• SHORT PROBLEM
Can you rewrite the items from the line holding "Args: query, the phrase to segment: photographic" through the line holding "M229 40L66 32L66 172L229 165Z", both included, swapping "photographic print" for "printed photograph" and leaving everything else unchanged?

• DATASET CONTENT
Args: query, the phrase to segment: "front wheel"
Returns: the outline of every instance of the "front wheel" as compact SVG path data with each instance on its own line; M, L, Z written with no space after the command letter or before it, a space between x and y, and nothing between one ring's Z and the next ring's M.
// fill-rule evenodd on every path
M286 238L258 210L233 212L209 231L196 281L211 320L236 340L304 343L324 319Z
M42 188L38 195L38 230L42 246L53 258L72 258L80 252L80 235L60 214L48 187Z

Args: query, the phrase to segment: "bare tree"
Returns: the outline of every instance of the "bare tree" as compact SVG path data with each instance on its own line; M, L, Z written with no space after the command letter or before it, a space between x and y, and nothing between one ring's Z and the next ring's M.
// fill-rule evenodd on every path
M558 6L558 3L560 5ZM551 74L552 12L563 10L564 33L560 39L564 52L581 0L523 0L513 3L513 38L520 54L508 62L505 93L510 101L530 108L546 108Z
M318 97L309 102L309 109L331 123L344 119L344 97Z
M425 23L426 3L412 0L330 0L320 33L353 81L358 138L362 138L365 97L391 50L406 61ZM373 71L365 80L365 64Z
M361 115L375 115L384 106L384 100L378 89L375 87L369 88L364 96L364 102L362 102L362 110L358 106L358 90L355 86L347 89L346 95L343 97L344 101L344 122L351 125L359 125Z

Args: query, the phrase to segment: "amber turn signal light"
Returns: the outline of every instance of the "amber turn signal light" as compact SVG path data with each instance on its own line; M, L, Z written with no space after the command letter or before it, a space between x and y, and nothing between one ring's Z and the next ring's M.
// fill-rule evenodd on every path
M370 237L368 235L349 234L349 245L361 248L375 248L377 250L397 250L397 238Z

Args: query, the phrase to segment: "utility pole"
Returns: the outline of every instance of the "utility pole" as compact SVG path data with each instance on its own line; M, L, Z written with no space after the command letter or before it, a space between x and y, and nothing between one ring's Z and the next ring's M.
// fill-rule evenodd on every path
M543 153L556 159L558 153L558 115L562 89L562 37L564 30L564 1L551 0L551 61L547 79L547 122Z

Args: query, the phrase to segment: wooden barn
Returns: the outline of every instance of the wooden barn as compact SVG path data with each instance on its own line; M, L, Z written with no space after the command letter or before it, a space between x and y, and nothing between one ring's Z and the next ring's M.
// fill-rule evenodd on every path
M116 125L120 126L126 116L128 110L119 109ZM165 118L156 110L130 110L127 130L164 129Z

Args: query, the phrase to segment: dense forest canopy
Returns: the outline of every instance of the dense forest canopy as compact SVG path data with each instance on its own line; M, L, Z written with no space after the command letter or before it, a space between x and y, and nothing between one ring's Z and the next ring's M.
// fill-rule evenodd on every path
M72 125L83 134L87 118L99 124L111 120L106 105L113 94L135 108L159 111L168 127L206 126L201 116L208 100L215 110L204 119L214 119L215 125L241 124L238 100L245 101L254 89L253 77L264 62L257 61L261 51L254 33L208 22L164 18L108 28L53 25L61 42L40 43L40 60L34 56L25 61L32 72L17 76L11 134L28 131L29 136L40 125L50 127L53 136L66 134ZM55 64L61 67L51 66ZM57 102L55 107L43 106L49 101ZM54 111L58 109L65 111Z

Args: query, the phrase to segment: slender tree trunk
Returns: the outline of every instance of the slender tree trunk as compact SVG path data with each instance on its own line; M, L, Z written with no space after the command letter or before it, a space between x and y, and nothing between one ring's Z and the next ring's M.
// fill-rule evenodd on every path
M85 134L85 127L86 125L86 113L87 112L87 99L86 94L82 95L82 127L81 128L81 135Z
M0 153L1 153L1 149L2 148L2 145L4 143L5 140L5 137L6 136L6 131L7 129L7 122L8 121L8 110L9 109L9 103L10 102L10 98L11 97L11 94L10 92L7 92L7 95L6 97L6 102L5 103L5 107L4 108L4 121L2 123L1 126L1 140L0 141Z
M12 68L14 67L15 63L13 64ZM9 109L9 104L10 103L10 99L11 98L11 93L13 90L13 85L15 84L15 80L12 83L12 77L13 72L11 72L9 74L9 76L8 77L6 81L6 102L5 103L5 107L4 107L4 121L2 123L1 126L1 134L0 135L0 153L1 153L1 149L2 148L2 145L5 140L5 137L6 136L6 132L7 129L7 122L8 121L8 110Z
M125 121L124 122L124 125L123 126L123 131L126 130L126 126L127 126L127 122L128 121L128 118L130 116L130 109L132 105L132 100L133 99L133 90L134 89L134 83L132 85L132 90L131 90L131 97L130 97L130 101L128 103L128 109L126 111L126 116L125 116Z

...

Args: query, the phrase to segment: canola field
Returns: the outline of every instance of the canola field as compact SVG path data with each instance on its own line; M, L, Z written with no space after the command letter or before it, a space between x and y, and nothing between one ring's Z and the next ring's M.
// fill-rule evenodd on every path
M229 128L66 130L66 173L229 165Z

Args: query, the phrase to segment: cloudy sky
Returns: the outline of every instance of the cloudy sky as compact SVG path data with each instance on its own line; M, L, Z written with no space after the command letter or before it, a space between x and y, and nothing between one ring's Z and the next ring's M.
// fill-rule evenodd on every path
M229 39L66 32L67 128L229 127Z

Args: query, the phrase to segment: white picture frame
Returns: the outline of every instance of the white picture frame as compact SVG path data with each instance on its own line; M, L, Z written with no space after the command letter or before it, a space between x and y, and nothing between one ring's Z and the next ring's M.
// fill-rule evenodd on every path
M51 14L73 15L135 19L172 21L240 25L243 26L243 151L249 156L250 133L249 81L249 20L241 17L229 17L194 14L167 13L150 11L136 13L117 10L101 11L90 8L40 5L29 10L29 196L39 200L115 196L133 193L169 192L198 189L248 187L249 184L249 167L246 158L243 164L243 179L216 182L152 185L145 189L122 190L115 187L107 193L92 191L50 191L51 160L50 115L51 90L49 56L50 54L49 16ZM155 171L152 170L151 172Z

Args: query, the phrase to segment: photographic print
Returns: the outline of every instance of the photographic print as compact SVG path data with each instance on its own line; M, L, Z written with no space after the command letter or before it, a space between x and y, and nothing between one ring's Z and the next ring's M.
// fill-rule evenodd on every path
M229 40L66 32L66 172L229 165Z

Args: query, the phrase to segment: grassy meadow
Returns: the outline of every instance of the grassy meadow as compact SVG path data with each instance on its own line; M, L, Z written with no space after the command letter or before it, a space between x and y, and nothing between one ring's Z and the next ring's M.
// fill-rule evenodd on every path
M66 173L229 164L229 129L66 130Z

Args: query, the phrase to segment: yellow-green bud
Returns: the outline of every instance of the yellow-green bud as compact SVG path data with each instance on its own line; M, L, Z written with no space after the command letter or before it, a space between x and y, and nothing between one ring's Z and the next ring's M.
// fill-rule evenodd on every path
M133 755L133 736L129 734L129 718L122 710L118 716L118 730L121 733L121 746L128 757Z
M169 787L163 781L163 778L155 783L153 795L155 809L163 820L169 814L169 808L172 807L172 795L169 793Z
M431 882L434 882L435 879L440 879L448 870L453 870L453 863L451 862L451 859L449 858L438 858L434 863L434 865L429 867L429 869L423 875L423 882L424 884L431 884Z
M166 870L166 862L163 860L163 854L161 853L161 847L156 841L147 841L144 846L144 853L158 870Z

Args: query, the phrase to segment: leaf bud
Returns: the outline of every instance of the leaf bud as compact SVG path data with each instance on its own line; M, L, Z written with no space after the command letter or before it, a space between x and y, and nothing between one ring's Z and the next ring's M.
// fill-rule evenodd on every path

---

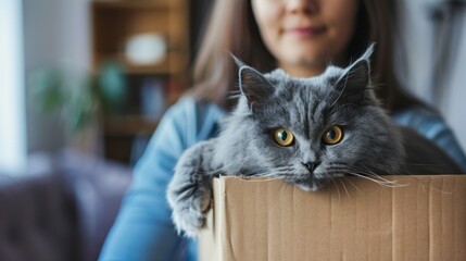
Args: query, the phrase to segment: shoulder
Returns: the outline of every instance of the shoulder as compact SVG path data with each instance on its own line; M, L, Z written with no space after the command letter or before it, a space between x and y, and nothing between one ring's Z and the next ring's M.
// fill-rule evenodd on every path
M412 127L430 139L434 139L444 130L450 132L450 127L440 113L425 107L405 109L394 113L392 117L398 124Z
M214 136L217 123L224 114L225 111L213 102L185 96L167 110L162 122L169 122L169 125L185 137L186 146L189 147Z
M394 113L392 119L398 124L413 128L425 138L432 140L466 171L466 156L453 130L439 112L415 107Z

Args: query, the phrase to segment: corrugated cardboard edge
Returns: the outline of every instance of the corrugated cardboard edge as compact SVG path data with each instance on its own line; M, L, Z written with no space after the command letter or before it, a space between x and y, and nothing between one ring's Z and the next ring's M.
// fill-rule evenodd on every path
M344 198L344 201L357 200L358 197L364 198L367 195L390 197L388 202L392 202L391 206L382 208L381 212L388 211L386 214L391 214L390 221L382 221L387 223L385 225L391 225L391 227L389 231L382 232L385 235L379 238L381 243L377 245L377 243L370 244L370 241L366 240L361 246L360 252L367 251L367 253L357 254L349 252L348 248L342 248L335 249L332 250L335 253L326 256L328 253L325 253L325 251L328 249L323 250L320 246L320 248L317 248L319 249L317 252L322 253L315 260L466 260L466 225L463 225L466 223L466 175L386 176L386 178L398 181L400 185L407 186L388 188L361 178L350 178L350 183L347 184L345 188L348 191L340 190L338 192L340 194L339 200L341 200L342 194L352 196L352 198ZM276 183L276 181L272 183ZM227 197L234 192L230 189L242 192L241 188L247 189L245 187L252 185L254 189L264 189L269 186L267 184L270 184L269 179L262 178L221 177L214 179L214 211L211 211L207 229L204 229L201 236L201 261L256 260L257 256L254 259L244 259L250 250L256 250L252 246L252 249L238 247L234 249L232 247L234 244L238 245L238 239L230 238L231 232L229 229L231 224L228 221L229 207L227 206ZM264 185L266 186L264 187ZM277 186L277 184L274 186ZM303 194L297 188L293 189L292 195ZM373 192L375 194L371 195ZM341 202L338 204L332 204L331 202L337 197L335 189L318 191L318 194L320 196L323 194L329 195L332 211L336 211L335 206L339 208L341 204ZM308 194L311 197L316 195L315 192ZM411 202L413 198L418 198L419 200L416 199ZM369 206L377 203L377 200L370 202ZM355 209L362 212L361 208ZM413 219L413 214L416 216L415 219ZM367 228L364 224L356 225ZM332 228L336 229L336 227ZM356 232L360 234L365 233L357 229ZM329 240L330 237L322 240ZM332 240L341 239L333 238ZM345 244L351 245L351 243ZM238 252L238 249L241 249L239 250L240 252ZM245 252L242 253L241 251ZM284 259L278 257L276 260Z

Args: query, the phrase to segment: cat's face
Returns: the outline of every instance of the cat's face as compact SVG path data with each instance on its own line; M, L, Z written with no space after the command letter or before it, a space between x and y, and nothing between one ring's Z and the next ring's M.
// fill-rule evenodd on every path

• SOLUTION TO THIS PROBLEM
Args: query, the phrase to segment: printed photograph
Returns: the outline of every instance of the printed photograph as compact SVG path data with each instance on its own line; M, L, Z written with no space after the command letter or before it, a space between x and y, and nothing between one ring's Z and the next ring's M.
// fill-rule evenodd on every path
M229 40L66 32L66 172L229 165Z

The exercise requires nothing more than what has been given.